TEXT SECTION:

◇ ◇ ◇ ◇

This Agreement shall be binding upon and shall inure to the benefit of the
parties, as well as their respective heirs, successors and assigns.  If
death or disability prevents Mileti from exercising any of his rights
hereunder, then those rights shall be exercisable by Mileti's heirs,
representatives, executors, assigns or designees; provided, however, such
heirs, representatives, executor, assigns or designees shall also be bound
to perform and honor Mileti's obligations hereunder.

                                  8
<PAGE>

       12.  Legal Counsel.

       Each party represents that before the execution of this Agreement,
such party had the benefit of legal counsel of such party's selection, and
that such party executed this Agreement only after consulting with such
legal counsel.

       13.  Consideration.

       Each signatory to this Agreement expressly states that he or it is
enters into this Agreement for adequate consideration.

       14.  Construction; No Agency; No Waiver.

◇ ◇ ◇ ◇

[Entries pointing to named objects]
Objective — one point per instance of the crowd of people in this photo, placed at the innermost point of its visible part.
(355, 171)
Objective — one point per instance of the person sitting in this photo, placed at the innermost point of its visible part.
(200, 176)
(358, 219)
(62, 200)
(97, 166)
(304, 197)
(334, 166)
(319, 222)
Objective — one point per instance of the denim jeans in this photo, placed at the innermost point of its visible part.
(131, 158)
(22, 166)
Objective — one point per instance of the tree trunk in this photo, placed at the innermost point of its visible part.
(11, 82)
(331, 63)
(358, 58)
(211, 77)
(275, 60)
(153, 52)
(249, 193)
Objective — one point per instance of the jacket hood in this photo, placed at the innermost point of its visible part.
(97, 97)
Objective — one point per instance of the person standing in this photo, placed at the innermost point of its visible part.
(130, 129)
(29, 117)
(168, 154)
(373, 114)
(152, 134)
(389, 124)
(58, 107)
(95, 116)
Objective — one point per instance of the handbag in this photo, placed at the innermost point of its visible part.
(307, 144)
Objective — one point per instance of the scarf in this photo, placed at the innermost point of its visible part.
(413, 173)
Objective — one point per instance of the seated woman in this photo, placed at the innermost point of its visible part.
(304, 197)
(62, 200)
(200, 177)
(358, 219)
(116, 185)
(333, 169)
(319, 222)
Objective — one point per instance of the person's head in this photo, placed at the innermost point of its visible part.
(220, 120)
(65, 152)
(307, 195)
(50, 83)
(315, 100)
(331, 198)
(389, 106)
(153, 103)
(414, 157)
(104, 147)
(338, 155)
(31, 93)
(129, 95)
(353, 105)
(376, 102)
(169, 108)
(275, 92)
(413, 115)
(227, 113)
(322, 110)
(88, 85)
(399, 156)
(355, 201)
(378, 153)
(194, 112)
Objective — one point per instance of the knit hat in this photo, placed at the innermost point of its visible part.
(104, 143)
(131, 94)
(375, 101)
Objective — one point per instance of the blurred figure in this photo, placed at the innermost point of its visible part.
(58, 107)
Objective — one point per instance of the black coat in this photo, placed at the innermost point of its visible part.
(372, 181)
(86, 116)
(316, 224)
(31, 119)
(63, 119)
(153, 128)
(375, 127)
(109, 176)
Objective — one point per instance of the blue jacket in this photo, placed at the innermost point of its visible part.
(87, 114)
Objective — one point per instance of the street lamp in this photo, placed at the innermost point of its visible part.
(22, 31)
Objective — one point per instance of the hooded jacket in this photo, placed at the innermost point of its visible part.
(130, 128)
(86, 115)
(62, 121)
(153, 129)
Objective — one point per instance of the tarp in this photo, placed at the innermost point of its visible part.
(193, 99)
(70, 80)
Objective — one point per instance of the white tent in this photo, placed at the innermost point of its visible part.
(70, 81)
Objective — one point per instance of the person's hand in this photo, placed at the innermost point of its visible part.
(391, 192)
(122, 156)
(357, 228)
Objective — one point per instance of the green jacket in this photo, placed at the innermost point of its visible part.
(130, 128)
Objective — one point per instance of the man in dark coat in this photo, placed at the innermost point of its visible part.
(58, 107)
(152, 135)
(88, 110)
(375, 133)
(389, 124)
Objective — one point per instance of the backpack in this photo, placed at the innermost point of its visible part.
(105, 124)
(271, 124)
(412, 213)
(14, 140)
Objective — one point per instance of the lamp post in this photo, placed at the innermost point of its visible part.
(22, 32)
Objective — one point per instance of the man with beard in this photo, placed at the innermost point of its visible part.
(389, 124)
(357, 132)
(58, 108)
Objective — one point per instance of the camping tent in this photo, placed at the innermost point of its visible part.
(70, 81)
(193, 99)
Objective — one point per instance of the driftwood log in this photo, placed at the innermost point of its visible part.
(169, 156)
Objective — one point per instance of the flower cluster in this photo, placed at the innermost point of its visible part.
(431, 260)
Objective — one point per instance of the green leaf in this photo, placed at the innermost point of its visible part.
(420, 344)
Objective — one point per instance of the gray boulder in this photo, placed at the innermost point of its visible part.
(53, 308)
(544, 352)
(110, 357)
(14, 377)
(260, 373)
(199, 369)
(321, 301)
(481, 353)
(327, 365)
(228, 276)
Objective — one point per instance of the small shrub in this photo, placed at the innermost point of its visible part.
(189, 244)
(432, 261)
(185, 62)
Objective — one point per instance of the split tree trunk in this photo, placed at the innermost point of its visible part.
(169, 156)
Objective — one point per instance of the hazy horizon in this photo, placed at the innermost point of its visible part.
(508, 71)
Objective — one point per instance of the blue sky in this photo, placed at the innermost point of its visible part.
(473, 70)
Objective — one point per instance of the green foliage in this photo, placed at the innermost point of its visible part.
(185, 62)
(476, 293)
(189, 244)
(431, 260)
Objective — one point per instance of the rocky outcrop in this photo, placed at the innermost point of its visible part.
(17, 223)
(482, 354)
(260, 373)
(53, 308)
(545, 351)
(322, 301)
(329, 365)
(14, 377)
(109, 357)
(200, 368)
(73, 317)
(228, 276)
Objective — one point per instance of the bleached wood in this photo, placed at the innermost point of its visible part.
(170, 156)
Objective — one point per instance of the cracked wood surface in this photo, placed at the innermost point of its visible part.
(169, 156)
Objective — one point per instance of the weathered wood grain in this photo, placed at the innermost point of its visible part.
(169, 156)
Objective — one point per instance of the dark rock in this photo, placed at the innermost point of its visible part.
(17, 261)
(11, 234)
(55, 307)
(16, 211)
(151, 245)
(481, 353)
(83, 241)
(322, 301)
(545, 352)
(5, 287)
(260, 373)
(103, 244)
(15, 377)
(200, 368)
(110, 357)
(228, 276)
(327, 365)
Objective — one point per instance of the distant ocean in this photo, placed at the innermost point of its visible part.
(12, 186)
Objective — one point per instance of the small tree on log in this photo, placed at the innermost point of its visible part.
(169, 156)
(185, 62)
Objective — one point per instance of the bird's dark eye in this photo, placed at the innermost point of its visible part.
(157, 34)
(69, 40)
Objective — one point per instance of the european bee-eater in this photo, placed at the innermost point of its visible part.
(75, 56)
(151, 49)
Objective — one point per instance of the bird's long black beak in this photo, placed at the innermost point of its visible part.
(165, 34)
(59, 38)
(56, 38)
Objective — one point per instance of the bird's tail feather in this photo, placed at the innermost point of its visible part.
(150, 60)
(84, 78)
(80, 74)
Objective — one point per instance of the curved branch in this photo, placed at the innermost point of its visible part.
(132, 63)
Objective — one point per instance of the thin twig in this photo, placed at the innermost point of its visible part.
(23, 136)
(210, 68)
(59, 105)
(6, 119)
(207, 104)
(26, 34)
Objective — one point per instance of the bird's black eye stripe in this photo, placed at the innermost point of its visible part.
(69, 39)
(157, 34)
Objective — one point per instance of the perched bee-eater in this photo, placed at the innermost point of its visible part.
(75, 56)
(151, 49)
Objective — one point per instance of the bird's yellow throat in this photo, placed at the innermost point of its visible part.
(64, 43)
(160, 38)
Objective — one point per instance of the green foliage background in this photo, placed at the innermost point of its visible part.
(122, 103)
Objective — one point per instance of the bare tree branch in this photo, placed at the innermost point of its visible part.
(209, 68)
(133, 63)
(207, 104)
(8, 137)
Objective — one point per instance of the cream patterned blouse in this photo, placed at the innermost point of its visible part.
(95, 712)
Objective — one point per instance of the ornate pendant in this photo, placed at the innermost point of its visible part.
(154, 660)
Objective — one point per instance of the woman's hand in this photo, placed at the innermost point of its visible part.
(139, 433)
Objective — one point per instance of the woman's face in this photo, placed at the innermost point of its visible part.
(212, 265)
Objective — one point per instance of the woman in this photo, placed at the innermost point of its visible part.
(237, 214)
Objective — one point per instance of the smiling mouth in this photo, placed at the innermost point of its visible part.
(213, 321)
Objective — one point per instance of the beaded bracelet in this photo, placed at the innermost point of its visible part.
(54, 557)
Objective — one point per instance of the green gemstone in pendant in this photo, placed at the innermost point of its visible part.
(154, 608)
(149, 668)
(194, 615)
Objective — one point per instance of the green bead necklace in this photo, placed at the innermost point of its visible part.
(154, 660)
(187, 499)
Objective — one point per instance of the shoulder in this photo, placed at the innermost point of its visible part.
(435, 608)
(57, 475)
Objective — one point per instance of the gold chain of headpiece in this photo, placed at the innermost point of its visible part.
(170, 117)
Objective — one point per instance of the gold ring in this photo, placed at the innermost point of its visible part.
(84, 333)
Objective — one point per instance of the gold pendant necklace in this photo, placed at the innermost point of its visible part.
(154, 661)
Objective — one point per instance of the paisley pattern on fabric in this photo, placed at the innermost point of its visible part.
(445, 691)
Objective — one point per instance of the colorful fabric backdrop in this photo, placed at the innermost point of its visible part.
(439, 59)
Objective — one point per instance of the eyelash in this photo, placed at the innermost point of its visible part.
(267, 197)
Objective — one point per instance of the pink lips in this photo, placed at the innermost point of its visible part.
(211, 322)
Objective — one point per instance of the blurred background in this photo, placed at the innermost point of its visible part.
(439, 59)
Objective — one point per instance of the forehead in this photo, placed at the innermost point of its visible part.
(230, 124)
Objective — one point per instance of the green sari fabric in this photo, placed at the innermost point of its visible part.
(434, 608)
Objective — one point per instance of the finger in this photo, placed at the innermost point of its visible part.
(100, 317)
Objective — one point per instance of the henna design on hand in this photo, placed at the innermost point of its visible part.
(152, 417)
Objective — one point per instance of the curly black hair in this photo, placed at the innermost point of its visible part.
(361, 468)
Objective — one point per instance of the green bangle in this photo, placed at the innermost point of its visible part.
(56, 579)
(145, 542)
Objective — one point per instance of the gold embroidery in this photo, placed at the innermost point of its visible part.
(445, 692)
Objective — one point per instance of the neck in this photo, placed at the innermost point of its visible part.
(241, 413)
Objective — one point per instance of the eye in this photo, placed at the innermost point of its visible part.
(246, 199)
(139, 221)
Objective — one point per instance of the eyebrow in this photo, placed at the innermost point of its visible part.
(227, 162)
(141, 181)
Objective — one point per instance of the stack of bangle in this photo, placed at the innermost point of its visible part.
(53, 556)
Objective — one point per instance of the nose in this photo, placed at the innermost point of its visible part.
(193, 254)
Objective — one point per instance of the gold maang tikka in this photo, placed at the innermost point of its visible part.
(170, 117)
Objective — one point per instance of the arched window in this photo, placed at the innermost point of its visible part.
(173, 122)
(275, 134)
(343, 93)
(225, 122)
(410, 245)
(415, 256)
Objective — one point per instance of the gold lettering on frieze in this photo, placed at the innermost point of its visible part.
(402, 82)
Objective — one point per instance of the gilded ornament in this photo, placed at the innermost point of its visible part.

◇ ◇ ◇ ◇

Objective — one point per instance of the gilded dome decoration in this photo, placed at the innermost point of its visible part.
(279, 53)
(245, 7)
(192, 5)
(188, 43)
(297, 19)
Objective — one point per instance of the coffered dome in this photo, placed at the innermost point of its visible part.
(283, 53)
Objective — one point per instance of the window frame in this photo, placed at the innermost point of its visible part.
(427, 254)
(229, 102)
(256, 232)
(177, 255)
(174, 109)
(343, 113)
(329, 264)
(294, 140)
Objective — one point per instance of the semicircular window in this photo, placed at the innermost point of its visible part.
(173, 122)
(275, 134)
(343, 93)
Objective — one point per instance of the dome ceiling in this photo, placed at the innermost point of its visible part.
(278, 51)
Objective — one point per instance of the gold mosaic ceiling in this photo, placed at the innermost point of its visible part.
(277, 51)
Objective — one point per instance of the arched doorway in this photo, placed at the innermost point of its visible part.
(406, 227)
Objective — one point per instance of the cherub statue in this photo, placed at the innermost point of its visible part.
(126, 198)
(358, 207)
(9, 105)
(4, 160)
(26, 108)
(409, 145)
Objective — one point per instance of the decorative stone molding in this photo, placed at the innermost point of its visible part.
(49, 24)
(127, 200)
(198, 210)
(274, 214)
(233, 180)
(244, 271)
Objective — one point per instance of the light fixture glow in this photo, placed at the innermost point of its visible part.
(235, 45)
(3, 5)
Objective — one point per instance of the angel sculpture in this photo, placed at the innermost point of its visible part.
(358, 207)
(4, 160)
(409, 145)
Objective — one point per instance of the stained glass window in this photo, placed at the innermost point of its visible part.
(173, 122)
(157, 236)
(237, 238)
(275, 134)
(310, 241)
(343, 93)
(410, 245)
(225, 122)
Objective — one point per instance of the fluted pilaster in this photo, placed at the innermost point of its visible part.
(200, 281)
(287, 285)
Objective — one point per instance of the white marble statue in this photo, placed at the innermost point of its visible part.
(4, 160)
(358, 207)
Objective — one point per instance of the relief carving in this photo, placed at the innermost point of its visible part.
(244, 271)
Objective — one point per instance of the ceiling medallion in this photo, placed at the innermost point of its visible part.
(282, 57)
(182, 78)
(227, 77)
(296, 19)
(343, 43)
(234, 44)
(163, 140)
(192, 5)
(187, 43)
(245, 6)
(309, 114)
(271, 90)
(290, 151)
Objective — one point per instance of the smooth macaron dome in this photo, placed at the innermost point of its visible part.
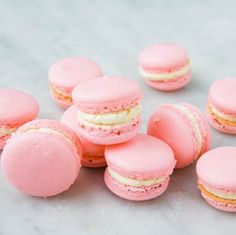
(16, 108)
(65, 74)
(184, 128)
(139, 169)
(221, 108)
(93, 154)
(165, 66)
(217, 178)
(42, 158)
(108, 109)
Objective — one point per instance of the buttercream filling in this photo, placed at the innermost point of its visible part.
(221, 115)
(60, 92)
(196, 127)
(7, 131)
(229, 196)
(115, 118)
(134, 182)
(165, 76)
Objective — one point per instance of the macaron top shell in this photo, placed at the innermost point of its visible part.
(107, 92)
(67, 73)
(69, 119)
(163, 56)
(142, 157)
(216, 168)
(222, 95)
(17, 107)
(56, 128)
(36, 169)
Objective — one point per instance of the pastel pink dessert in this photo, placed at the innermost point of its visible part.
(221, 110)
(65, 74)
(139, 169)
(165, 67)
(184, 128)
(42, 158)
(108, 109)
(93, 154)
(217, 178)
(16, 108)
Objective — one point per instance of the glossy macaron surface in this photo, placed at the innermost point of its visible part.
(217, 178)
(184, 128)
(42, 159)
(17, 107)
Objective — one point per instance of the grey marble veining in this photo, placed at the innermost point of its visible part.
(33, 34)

◇ ◇ ◇ ◇

Write the next part of the agreement, picking up right after its last line.

       The parties hereby expressly agree and acknowledge that this
Agreement has been drafted jointly and is not to be construed against any
party on the ground that such party was responsible for the preparation of
this Agreement, or on any related ground.  Nothing herein contained will be
deemed to constitute the parties as joint venturers, partners or agents of
each other.  No failure on the part of either party to exercise, and no
delay in exercising, and no course of dealing with respect to, any right,
power or remedy under this Agreement shall operate as a waiver thereof.  The
express waiver by either party of a breach of any provision shall not be
construed as a waiver of any succeeding breach of the same or another
provision.  The remedies in this Agreement are cumulative and are not
exclusive of any other remedies provided by law or equity.

       15.  Severability.

       If any covenant or provision contained herein is determined to be
void or unenforceable, in whole or in part, it shall not be deemed to affect
or impair the validity of any other covenant or provision.

       16.  Counterparts.

       This Agreement may be executed in any number of duplicate
counterparts, each of which shall be deemed to be an original, but all of
which together shall constitute but one and same instrument.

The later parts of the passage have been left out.